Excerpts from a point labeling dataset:
==================================================

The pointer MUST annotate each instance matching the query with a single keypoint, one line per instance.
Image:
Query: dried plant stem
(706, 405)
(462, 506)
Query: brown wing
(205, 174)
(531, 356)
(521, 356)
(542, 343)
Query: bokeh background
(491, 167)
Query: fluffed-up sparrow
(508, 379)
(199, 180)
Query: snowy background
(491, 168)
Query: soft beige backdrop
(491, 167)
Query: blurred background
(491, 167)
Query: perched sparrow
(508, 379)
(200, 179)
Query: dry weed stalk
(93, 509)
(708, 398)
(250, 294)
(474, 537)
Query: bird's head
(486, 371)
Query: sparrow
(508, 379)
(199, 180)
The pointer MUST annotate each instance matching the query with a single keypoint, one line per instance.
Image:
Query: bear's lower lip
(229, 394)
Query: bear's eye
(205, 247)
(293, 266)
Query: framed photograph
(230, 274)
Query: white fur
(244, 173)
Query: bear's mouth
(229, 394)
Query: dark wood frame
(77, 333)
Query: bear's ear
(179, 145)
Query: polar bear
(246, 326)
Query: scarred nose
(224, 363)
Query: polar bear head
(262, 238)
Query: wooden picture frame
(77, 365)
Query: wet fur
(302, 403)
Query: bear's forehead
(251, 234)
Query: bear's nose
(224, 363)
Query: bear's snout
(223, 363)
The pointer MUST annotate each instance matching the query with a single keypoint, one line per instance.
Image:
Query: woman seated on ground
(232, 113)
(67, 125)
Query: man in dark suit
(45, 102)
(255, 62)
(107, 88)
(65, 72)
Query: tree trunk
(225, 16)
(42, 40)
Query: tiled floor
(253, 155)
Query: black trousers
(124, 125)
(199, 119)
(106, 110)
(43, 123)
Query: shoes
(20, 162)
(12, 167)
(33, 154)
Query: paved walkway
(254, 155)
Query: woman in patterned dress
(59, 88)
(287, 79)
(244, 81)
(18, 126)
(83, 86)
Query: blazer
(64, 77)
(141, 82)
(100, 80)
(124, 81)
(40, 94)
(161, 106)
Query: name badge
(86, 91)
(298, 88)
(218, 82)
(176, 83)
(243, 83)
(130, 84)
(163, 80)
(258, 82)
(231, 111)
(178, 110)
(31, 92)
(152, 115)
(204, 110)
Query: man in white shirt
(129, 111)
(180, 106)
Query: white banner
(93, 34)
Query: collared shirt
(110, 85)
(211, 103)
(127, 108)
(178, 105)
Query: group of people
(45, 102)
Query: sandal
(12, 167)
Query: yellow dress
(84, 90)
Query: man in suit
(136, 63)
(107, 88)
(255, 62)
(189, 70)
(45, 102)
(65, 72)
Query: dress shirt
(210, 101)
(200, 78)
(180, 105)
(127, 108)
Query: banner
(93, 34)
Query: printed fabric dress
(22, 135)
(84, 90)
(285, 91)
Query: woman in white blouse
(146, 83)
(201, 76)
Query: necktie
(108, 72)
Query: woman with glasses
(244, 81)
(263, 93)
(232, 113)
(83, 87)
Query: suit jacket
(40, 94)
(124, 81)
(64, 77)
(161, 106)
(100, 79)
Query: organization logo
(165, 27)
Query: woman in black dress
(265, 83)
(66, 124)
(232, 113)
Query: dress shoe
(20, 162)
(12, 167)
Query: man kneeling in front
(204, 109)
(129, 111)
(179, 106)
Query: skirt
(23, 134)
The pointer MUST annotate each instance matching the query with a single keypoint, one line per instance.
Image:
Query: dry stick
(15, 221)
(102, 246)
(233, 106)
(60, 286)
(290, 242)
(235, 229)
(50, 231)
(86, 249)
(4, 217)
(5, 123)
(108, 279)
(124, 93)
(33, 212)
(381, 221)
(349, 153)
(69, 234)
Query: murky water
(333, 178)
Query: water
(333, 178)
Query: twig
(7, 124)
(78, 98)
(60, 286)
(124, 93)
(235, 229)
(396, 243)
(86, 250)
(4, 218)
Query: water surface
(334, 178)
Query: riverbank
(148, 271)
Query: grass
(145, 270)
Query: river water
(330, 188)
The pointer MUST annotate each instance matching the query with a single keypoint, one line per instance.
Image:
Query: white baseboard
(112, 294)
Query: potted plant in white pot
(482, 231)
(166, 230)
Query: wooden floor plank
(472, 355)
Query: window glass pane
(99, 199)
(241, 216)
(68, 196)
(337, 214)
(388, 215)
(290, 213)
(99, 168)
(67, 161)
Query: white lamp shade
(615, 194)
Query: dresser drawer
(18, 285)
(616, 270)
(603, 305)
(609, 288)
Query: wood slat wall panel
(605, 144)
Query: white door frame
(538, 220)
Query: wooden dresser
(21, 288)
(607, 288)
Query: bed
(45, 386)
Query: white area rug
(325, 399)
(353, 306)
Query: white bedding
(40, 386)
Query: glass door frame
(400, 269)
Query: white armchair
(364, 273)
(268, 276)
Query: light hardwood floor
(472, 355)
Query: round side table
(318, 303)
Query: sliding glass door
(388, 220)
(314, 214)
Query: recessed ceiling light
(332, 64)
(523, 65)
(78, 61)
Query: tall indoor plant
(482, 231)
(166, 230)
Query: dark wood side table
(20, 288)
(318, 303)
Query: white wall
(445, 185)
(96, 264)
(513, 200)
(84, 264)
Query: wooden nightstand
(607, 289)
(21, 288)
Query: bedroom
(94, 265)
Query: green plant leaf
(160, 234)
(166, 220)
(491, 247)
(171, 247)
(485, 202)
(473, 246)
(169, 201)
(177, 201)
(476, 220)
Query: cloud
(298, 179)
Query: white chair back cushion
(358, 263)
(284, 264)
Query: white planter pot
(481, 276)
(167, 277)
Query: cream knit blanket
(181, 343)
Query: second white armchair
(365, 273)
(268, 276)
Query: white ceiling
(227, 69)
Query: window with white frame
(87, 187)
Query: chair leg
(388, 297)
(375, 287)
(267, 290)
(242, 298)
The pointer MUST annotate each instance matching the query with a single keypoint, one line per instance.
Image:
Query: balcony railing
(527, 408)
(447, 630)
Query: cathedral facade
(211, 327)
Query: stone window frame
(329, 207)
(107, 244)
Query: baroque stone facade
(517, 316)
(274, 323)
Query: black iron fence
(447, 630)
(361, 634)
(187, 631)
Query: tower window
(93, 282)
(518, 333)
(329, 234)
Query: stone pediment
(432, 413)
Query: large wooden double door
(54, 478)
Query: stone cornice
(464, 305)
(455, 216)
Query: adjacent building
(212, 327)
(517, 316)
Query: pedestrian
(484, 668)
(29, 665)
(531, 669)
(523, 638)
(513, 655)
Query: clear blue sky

==================================================

> **What to do**: Turn all of the records above into a single numbered list, leaving out any blank lines.

> **Correct response**:
1. The pointer MUST annotate each instance matching the query with a single keypoint, one line per instance.
2. Image:
3. Query: dried plant stem
4. (706, 405)
5. (462, 506)
6. Query: brown wing
7. (205, 174)
8. (531, 356)
9. (521, 356)
10. (542, 343)
11. Query: bokeh background
12. (491, 167)
13. Query: fluffed-up sparrow
14. (508, 379)
15. (199, 180)
16. Query: snowy background
17. (491, 168)
18. Query: soft beige backdrop
19. (491, 167)
20. Query: blurred background
21. (491, 167)
22. Query: perched sparrow
23. (508, 379)
24. (200, 179)
25. Query: dry weed stalk
26. (93, 509)
27. (708, 398)
28. (250, 294)
29. (474, 537)
30. Query: bird's head
31. (486, 371)
32. Query: sparrow
33. (508, 379)
34. (199, 180)
35. The pointer MUST annotate each instance matching the query with a single keypoint, one line per instance.
36. Image:
37. Query: bear's lower lip
38. (229, 394)
39. Query: bear's eye
40. (205, 247)
41. (293, 266)
42. Query: framed photograph
43. (230, 274)
44. Query: white fur
45. (244, 173)
46. Query: bear's mouth
47. (229, 394)
48. Query: dark wood frame
49. (77, 333)
50. Query: bear's ear
51. (179, 145)
52. Query: polar bear
53. (246, 326)
54. Query: scarred nose
55. (224, 363)
56. Query: polar bear head
57. (262, 238)
58. Query: wooden picture frame
59. (77, 365)
60. Query: wet fur
61. (302, 403)
62. Query: bear's forehead
63. (251, 234)
64. Query: bear's nose
65. (224, 363)
66. Query: bear's snout
67. (223, 363)
68. The pointer MUST annotate each instance matching the query with a single keypoint, one line per instance.
69. Image:
70. Query: woman seated on ground
71. (232, 113)
72. (67, 125)
73. Query: man in dark suit
74. (45, 102)
75. (255, 62)
76. (107, 88)
77. (65, 72)
78. Query: tree trunk
79. (225, 16)
80. (42, 40)
81. Query: tiled floor
82. (253, 155)
83. Query: black trousers
84. (124, 125)
85. (199, 119)
86. (106, 110)
87. (43, 123)
88. Query: shoes
89. (20, 162)
90. (12, 167)
91. (33, 154)
92. Query: paved walkway
93. (254, 155)
94. Query: woman in patterned dress
95. (59, 88)
96. (287, 79)
97. (244, 81)
98. (18, 126)
99. (83, 86)
100. Query: blazer
101. (64, 77)
102. (141, 82)
103. (100, 80)
104. (124, 81)
105. (40, 94)
106. (161, 106)
107. Query: name badge
108. (86, 91)
109. (298, 88)
110. (218, 82)
111. (176, 83)
112. (243, 83)
113. (130, 84)
114. (163, 80)
115. (258, 82)
116. (231, 111)
117. (178, 110)
118. (31, 92)
119. (152, 115)
120. (204, 110)
121. Query: man in white shirt
122. (129, 111)
123. (180, 106)
124. Query: white banner
125. (93, 34)
126. Query: collared shirt
127. (110, 85)
128. (211, 103)
129. (127, 108)
130. (178, 105)
131. Query: group of people
132. (45, 102)
133. Query: sandal
134. (12, 167)
135. Query: yellow dress
136. (84, 90)
137. Query: man in suit
138. (136, 63)
139. (107, 88)
140. (255, 62)
141. (189, 70)
142. (45, 102)
143. (65, 72)
144. Query: dress shirt
145. (210, 101)
146. (200, 78)
147. (180, 105)
148. (127, 108)
149. Query: banner
150. (93, 34)
151. Query: printed fabric dress
152. (22, 135)
153. (84, 90)
154. (285, 91)
155. Query: woman in white blouse
156. (146, 83)
157. (201, 76)
158. Query: necktie
159. (108, 72)
160. Query: woman with glasses
161. (244, 81)
162. (263, 93)
163. (232, 113)
164. (83, 87)
165. Query: suit jacket
166. (40, 94)
167. (124, 81)
168. (64, 77)
169. (161, 106)
170. (100, 79)
171. Query: organization logo
172. (165, 27)
173. Query: woman in black dress
174. (265, 83)
175. (66, 124)
176. (232, 113)
177. Query: dress shoe
178. (20, 162)
179. (12, 167)
180. Query: man kneeling in front
181. (204, 109)
182. (129, 111)
183. (179, 106)
184. Query: skirt
185. (23, 134)
186. The pointer MUST annotate each instance matching the query with a single keypoint, one line per instance.
187. Image:
188. Query: dry stick
189. (15, 221)
190. (102, 246)
191. (233, 106)
192. (60, 286)
193. (290, 242)
194. (235, 229)
195. (50, 231)
196. (86, 249)
197. (4, 217)
198. (5, 123)
199. (108, 279)
200. (124, 93)
201. (33, 212)
202. (381, 221)
203. (349, 153)
204. (69, 234)
205. Query: murky water
206. (333, 178)
207. Query: water
208. (333, 178)
209. Query: twig
210. (7, 124)
211. (78, 98)
212. (60, 286)
213. (124, 93)
214. (235, 229)
215. (396, 243)
216. (86, 250)
217. (4, 218)
218. Query: water surface
219. (334, 178)
220. Query: riverbank
221. (148, 271)
222. Query: grass
223. (145, 270)
224. Query: river water
225. (330, 188)
226. The pointer MUST annotate each instance matching the query with a single keypoint, one line per instance.
227. Image:
228. Query: white baseboard
229. (112, 294)
230. Query: potted plant in white pot
231. (482, 231)
232. (166, 230)
233. Query: wooden floor plank
234. (472, 355)
235. Query: window glass pane
236. (99, 199)
237. (241, 216)
238. (68, 196)
239. (337, 214)
240. (388, 215)
241. (290, 213)
242. (99, 168)
243. (67, 161)
244. Query: white lamp shade
245. (615, 194)
246. Query: dresser drawer
247. (18, 285)
248. (616, 270)
249. (603, 305)
250. (609, 288)
251. Query: wood slat wall panel
252. (605, 144)
253. Query: white door frame
254. (538, 220)
255. Query: wooden dresser
256. (21, 288)
257. (607, 288)
258. Query: bed
259. (45, 386)
260. Query: white area rug
261. (325, 399)
262. (353, 306)
263. Query: white bedding
264. (40, 386)
265. Query: glass door frame
266. (400, 269)
267. Query: white armchair
268. (364, 273)
269. (268, 276)
270. Query: light hardwood floor
271. (472, 355)
272. Query: round side table
273. (318, 303)
274. Query: sliding glass door
275. (388, 220)
276. (314, 214)
277. Query: recessed ceiling light
278. (332, 64)
279. (523, 65)
280. (78, 61)
281. Query: tall indoor plant
282. (482, 231)
283. (166, 230)
284. Query: dark wood side table
285. (20, 288)
286. (318, 303)
287. Query: white wall
288. (445, 185)
289. (96, 264)
290. (513, 200)
291. (84, 264)
292. Query: wooden nightstand
293. (607, 289)
294. (21, 288)
295. Query: bedroom
296. (94, 265)
297. Query: green plant leaf
298. (160, 234)
299. (166, 220)
300. (491, 247)
301. (171, 247)
302. (485, 202)
303. (473, 246)
304. (169, 201)
305. (177, 201)
306. (476, 220)
307. Query: cloud
308. (298, 179)
309. Query: white chair back cushion
310. (358, 263)
311. (284, 264)
312. Query: white planter pot
313. (481, 276)
314. (167, 277)
315. Query: cream knit blanket
316. (181, 343)
317. Query: second white armchair
318. (365, 273)
319. (268, 276)
320. Query: white ceiling
321. (227, 69)
322. Query: window with white frame
323. (87, 187)
324. Query: chair leg
325. (388, 297)
326. (375, 287)
327. (267, 290)
328. (242, 298)
329. The pointer MUST annotate each instance matching the query with a single keypoint, one line per instance.
330. Image:
331. Query: balcony railing
332. (527, 408)
333. (447, 630)
334. Query: cathedral facade
335. (211, 327)
336. Query: stone window frame
337. (329, 207)
338. (107, 244)
339. Query: baroque stone facade
340. (517, 316)
341. (274, 323)
342. Query: black iron fence
343. (447, 630)
344. (361, 634)
345. (187, 631)
346. Query: tower window
347. (93, 282)
348. (518, 333)
349. (329, 234)
350. Query: stone pediment
351. (432, 413)
352. Query: large wooden double door
353. (54, 478)
354. Query: stone cornice
355. (464, 305)
356. (455, 216)
357. Query: adjacent building
358. (212, 327)
359. (517, 316)
360. Query: pedestrian
361. (484, 668)
362. (29, 665)
363. (531, 669)
364. (523, 638)
365. (513, 655)
366. Query: clear blue sky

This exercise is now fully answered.